Task statement: In the records below, find the line containing "Target: group of people". Output it and every line after it to the end, unchanged, with no pictures.

Records for processing:
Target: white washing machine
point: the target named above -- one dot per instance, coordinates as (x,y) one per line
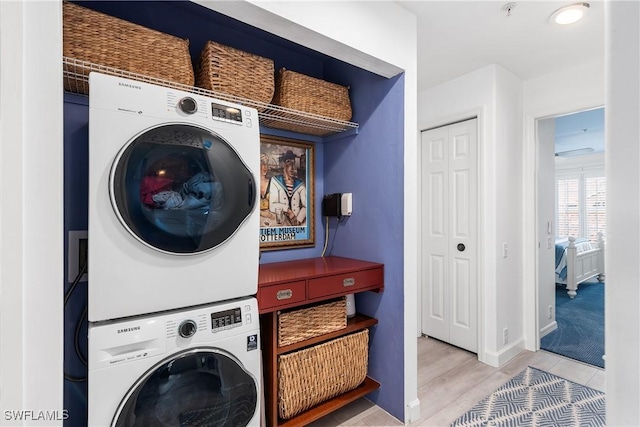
(195,367)
(172,199)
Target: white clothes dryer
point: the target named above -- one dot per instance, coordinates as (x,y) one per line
(172,199)
(195,367)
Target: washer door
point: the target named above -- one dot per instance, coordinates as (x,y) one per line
(181,189)
(202,387)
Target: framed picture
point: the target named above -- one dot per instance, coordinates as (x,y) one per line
(287,194)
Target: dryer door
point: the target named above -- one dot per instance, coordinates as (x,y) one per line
(181,189)
(201,387)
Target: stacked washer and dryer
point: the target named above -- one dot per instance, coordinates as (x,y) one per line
(173,254)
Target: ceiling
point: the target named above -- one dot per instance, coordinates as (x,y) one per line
(457,37)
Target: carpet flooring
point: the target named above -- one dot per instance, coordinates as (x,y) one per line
(580,333)
(538,398)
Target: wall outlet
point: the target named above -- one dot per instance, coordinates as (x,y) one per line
(77,255)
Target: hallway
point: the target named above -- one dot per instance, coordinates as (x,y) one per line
(451,381)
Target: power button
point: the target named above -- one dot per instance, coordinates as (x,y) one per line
(188,105)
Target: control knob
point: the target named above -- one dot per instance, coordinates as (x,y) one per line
(188,105)
(187,328)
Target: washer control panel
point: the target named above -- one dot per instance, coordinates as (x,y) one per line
(187,328)
(226,113)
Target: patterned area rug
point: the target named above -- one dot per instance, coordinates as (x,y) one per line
(538,398)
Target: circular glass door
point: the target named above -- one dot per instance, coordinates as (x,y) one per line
(181,189)
(202,387)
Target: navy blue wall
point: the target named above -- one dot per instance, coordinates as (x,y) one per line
(371,167)
(368,163)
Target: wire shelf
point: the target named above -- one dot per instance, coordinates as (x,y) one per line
(76,80)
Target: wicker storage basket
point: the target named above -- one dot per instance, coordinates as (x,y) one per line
(228,70)
(299,325)
(311,95)
(104,40)
(315,374)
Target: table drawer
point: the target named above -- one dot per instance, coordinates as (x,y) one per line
(345,283)
(281,294)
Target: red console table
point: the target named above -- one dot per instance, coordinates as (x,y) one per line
(296,283)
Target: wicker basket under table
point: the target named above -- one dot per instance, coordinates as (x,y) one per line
(101,39)
(315,374)
(305,323)
(235,72)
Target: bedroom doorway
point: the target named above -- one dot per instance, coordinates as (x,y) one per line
(571,201)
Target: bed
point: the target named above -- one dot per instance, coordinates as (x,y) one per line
(578,260)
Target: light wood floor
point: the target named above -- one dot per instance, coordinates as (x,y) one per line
(451,381)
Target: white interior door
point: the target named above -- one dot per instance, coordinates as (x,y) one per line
(449,234)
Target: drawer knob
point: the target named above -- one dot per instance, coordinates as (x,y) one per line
(284,294)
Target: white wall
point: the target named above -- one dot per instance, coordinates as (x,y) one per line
(509,213)
(622,157)
(31,210)
(546,191)
(377,36)
(567,91)
(494,95)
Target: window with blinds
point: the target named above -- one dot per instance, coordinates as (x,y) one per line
(581,204)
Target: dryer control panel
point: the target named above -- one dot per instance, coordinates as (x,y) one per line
(228,319)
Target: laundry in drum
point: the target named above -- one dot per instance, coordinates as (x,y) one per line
(166,186)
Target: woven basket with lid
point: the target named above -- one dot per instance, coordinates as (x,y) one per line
(105,40)
(232,71)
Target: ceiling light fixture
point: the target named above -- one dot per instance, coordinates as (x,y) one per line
(570,14)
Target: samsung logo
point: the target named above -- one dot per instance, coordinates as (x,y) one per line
(129,85)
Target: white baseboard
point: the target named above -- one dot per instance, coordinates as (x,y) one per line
(412,412)
(498,359)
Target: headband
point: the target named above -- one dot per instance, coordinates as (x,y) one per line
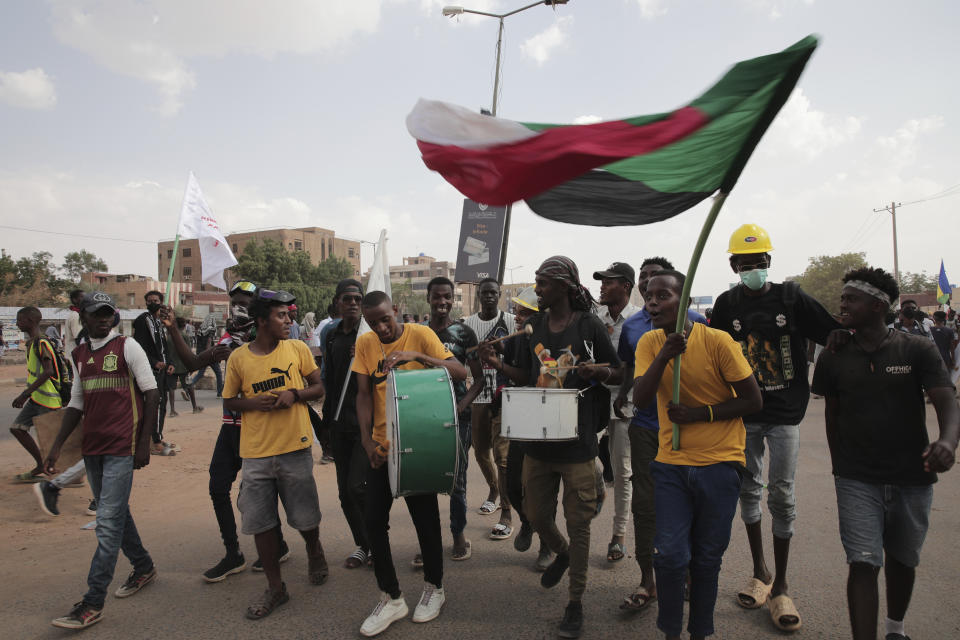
(869,289)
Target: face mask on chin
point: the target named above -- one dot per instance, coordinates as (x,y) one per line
(754,279)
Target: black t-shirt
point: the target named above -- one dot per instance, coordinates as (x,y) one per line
(881,428)
(337,368)
(585,339)
(774,341)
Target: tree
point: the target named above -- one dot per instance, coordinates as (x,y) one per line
(823,277)
(76,263)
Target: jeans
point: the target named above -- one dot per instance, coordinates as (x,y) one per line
(784,443)
(111,479)
(350,459)
(644,444)
(425,513)
(541,484)
(458,499)
(216,371)
(695,508)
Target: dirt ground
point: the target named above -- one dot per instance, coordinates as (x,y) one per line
(494,594)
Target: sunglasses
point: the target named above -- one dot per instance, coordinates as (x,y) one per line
(243,285)
(282,297)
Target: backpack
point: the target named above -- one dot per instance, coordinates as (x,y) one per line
(62,382)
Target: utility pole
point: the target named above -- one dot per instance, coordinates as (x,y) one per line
(892,209)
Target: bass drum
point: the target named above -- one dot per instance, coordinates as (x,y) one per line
(424,449)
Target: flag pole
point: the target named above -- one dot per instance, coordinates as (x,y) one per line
(173,261)
(685,298)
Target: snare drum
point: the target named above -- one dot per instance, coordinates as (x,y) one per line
(534,414)
(422,426)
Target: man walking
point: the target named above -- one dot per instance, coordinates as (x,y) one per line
(148,332)
(772,323)
(489,447)
(270,380)
(697,485)
(116,399)
(613,309)
(884,465)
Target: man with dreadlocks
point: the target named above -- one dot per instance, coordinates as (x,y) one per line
(566,339)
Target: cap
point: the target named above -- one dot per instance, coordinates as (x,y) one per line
(346,285)
(617,270)
(527,298)
(94,300)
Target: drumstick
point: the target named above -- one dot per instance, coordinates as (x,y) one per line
(527,330)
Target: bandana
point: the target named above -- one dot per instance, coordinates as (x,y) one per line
(563,268)
(869,289)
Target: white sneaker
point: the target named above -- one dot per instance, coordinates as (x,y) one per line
(384,614)
(430,603)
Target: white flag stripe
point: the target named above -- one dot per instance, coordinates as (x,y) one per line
(197,221)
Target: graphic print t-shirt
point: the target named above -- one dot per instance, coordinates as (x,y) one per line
(762,325)
(271,433)
(369,362)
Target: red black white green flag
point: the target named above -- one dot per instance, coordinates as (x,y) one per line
(621,172)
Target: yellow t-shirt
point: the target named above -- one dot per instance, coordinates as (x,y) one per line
(271,433)
(369,362)
(711,362)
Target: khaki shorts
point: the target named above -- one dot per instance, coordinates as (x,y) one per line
(288,477)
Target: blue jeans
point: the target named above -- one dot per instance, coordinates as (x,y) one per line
(216,371)
(458,499)
(784,443)
(111,478)
(695,508)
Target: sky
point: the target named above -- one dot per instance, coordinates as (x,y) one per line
(291,114)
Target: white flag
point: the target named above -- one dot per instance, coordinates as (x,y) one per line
(379,279)
(197,221)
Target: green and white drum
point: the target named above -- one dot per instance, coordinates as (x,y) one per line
(422,427)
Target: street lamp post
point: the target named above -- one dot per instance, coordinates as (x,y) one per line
(451,11)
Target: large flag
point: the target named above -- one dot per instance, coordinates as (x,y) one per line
(943,286)
(625,172)
(197,221)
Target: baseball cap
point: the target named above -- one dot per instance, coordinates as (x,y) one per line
(617,270)
(94,300)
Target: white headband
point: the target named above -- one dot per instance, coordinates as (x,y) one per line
(869,289)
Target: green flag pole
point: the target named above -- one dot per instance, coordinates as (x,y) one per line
(685,298)
(173,261)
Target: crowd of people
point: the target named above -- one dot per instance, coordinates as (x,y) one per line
(680,454)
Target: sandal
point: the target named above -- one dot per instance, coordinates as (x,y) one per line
(784,613)
(501,531)
(465,555)
(268,602)
(317,570)
(488,507)
(357,559)
(638,600)
(616,551)
(754,595)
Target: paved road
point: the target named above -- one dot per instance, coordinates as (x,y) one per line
(494,594)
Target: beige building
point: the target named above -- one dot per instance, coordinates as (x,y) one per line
(319,244)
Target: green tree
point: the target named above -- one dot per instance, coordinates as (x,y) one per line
(76,263)
(824,275)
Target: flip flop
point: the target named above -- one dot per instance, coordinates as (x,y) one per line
(501,531)
(468,551)
(616,551)
(782,607)
(754,595)
(488,507)
(638,600)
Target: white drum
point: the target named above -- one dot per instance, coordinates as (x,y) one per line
(534,414)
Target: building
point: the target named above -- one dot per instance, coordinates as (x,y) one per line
(319,244)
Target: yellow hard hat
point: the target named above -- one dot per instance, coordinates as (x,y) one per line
(527,298)
(750,238)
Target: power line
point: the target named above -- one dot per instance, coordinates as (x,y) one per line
(75,235)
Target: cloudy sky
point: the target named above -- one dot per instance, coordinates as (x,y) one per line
(292,114)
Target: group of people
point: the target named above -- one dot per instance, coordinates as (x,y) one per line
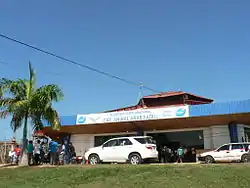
(51,152)
(14,154)
(178,155)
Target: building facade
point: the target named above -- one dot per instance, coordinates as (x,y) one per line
(173,119)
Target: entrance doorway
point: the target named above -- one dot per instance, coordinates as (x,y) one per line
(189,140)
(192,139)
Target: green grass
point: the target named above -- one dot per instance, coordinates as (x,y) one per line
(114,176)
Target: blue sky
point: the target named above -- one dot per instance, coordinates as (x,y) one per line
(196,46)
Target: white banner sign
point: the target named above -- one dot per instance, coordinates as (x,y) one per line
(134,115)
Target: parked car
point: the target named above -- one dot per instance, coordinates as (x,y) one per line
(231,152)
(134,150)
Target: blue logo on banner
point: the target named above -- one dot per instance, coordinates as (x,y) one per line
(81,119)
(180,112)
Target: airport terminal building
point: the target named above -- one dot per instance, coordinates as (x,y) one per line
(172,118)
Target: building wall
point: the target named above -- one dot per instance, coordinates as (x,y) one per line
(214,137)
(220,135)
(241,132)
(82,142)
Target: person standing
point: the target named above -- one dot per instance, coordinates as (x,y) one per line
(37,152)
(17,151)
(30,149)
(180,154)
(53,147)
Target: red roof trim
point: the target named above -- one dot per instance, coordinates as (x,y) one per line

Problem solution:
Target: group of people
point: the target named above -- one dot per instance, coordinates as (x,y) one per line
(51,152)
(14,154)
(178,155)
Target: building facade
point: the target named above -- one dot per instance, coordinates as (x,y) one per line
(173,119)
Target: entrance doorway
point: the target named above -- one dot per instance, coordinates as (x,y) one per line
(189,140)
(192,139)
Target: green grass
point: the target named above -- one dot per instance, coordinates as (x,y) one per line
(114,176)
Target: blue sky
point: the target named above -- one dot per instance, coordinates as (x,y) one per line
(196,46)
Target: white banner sign
point: the target named above -- one dot per instance, coordinates as (x,y) one per line
(134,115)
Target: parked car
point: the target named above -- one dot per instance, coordinates as (x,y) one per line
(231,152)
(134,150)
Target: blue logo on banner
point: the target named above -- one dot per instance, coordinates as (x,y) one per line
(81,119)
(180,112)
Target: airport terminal building
point: the target named above -- one dot per instance, coordinates as (x,y) one per line
(172,118)
Target: building wall
point: the target named above -- one dot per instance, coordinates as (x,y) one per line
(214,137)
(220,135)
(241,132)
(82,142)
Target: person standing
point: the target named above -- one dot per instance, coordinates as (x,y) one per line
(37,152)
(17,151)
(30,149)
(180,154)
(53,147)
Target: red roof trim
point: the target named above -- one dot per instance, coordinates as (x,y) one per line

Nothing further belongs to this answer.